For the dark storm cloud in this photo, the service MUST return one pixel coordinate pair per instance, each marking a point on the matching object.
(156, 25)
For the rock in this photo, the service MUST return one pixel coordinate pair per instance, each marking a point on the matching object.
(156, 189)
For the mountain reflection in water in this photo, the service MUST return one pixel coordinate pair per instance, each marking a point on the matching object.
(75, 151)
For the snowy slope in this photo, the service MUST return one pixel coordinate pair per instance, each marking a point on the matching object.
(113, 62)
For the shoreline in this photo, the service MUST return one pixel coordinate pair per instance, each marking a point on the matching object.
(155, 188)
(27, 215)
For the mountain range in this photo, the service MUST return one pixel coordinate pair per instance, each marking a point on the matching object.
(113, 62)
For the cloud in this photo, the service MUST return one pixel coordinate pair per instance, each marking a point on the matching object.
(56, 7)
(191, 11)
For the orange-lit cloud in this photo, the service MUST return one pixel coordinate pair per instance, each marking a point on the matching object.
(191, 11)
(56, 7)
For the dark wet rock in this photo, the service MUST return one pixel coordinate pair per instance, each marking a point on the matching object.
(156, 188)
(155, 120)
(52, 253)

++++++++

- **Given exercise**: Starting at the line that contains "For the dark wet" and continuing through the end of the lines, give those lines again with "service" swapped for "system". Change nothing else.

- **Exercise result**:
For the dark wet rock in this photo, the system MUST return one pixel coordinate pair per instance, each marking a point on the matching object.
(156, 188)
(155, 120)
(52, 253)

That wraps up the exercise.